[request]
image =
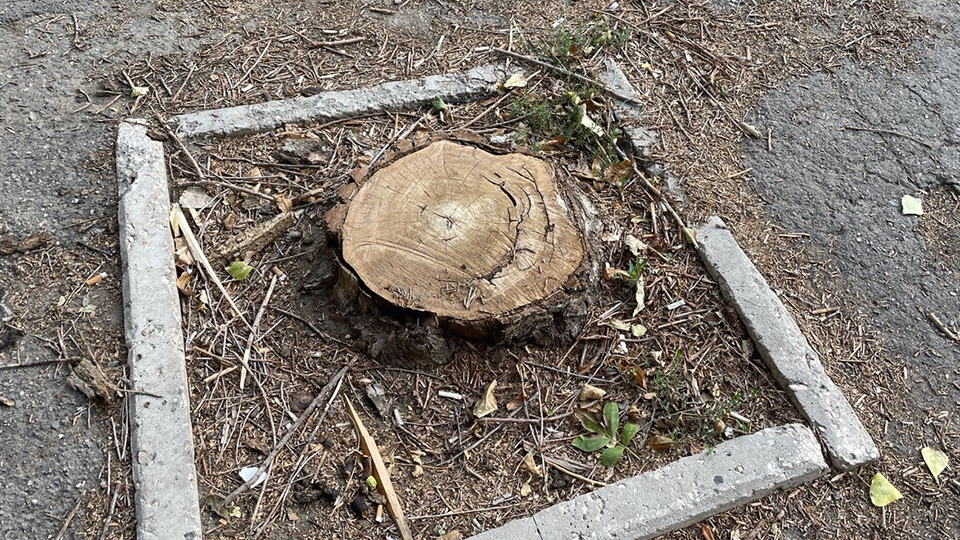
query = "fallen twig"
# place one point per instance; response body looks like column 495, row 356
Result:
column 200, row 257
column 267, row 461
column 942, row 327
column 369, row 447
column 69, row 518
column 581, row 78
column 890, row 132
column 244, row 361
column 33, row 364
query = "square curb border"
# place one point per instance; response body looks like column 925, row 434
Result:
column 644, row 506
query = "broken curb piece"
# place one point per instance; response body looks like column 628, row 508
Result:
column 681, row 493
column 629, row 114
column 164, row 474
column 339, row 104
column 785, row 349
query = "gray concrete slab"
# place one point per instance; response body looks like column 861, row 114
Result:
column 785, row 349
column 628, row 114
column 164, row 473
column 339, row 104
column 682, row 493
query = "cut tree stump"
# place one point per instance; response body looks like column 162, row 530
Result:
column 479, row 243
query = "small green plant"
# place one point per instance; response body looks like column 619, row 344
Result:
column 606, row 435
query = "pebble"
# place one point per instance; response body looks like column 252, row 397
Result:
column 358, row 506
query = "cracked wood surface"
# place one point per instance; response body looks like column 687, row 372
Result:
column 462, row 233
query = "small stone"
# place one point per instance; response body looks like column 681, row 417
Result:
column 358, row 506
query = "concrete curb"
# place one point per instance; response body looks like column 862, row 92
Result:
column 682, row 493
column 164, row 473
column 629, row 114
column 785, row 349
column 339, row 104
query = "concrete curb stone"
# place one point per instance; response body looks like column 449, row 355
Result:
column 338, row 104
column 164, row 474
column 785, row 349
column 681, row 493
column 628, row 113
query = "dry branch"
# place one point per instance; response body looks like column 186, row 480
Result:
column 369, row 447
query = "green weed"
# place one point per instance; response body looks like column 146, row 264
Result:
column 606, row 435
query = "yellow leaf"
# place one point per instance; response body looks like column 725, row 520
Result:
column 489, row 402
column 283, row 202
column 911, row 206
column 882, row 491
column 589, row 393
column 516, row 80
column 588, row 122
column 530, row 464
column 639, row 297
column 935, row 459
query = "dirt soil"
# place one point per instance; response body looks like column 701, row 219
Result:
column 821, row 221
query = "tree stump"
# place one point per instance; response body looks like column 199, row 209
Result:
column 474, row 241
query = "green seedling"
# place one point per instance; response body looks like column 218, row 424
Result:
column 606, row 436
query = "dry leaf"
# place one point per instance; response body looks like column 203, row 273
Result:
column 283, row 202
column 588, row 122
column 618, row 173
column 530, row 464
column 639, row 297
column 517, row 80
column 936, row 461
column 183, row 283
column 617, row 324
column 488, row 403
column 660, row 443
column 611, row 236
column 911, row 206
column 635, row 245
column 589, row 393
column 882, row 492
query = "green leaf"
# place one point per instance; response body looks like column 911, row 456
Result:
column 239, row 270
column 611, row 412
column 611, row 456
column 592, row 443
column 629, row 430
column 935, row 459
column 591, row 425
column 882, row 492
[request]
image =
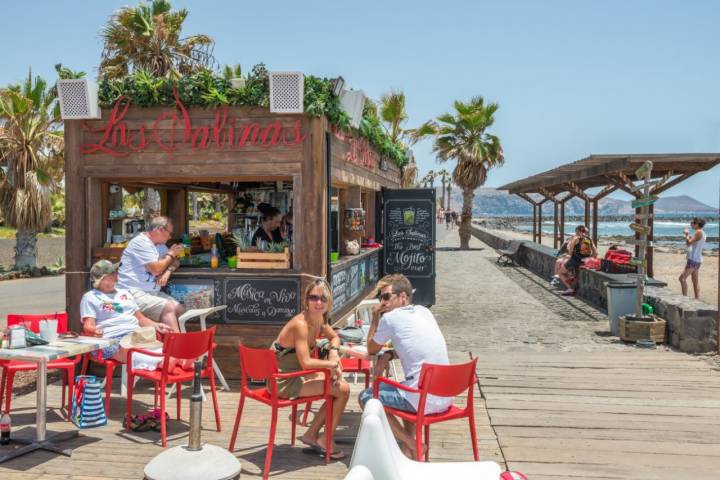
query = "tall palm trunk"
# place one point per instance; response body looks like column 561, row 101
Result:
column 466, row 218
column 25, row 249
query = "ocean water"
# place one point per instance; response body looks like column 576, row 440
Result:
column 621, row 229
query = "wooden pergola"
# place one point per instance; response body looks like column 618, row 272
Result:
column 610, row 173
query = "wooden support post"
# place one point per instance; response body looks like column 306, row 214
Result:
column 587, row 212
column 649, row 254
column 594, row 220
column 555, row 226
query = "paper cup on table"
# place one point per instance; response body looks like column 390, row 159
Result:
column 50, row 331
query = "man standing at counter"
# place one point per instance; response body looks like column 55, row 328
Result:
column 145, row 268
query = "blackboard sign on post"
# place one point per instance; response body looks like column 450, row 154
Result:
column 409, row 237
column 261, row 299
column 409, row 245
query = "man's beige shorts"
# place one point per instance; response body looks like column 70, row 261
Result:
column 151, row 304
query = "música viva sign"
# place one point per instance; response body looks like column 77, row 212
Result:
column 119, row 140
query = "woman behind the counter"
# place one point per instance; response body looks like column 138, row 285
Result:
column 269, row 229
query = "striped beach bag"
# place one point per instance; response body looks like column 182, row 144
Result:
column 88, row 408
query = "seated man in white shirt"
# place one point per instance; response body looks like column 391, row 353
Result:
column 145, row 268
column 416, row 339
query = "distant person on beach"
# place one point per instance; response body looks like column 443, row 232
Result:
column 416, row 339
column 580, row 247
column 695, row 243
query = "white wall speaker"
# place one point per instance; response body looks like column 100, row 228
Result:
column 78, row 99
column 353, row 103
column 287, row 92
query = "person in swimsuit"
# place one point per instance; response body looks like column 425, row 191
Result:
column 294, row 349
column 580, row 247
column 695, row 243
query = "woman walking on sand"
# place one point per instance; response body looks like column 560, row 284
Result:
column 695, row 243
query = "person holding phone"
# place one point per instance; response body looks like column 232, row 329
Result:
column 695, row 243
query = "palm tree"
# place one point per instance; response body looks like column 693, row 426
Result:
column 462, row 136
column 444, row 176
column 147, row 37
column 31, row 151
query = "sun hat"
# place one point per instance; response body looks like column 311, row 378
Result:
column 143, row 337
column 101, row 269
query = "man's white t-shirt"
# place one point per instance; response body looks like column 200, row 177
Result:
column 132, row 273
column 114, row 312
column 417, row 339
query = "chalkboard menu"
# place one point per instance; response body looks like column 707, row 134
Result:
column 351, row 279
column 261, row 299
column 409, row 237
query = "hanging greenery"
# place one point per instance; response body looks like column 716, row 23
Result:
column 208, row 89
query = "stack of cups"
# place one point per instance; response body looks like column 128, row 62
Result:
column 48, row 330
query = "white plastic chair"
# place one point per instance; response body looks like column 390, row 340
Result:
column 378, row 451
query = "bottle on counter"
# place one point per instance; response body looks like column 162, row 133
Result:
column 214, row 260
column 5, row 425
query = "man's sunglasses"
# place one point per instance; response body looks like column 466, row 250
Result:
column 386, row 296
column 317, row 298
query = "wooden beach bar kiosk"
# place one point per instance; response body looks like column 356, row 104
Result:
column 331, row 179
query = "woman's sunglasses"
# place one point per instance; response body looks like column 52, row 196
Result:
column 386, row 296
column 317, row 298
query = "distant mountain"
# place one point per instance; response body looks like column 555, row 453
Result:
column 490, row 201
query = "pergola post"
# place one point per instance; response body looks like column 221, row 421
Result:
column 555, row 225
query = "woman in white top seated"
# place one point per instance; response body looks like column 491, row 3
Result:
column 109, row 312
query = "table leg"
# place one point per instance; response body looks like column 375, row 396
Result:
column 41, row 441
column 40, row 418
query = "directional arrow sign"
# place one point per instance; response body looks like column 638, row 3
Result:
column 646, row 184
column 644, row 169
column 645, row 201
column 641, row 229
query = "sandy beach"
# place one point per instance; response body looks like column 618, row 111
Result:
column 668, row 264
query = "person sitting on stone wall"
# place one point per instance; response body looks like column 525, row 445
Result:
column 580, row 247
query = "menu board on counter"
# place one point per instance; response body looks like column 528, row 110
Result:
column 409, row 237
column 261, row 299
column 248, row 299
column 351, row 279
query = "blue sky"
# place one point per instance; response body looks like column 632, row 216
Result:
column 572, row 78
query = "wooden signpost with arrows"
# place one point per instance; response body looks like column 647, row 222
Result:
column 642, row 227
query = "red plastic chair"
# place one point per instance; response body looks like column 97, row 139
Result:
column 442, row 381
column 261, row 364
column 183, row 346
column 11, row 367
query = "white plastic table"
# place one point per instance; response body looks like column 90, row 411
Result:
column 42, row 354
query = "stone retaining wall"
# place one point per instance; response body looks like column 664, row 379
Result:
column 692, row 324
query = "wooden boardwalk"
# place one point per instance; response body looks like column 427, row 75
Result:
column 612, row 415
column 111, row 453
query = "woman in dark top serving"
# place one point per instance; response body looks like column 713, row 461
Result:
column 269, row 229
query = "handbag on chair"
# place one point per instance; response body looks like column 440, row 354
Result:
column 88, row 408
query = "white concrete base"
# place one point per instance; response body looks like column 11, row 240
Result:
column 179, row 463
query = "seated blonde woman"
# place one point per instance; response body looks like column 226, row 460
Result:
column 109, row 312
column 294, row 347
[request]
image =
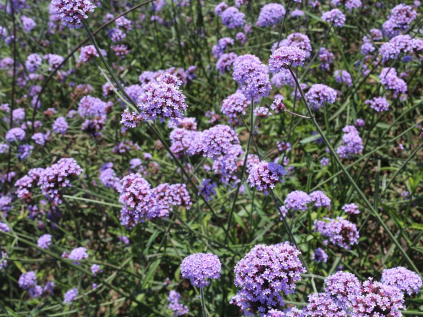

= Activity =
List each line in the listing that contains the string "small".

= Written solution =
query = "small green plant"
query = "small stone"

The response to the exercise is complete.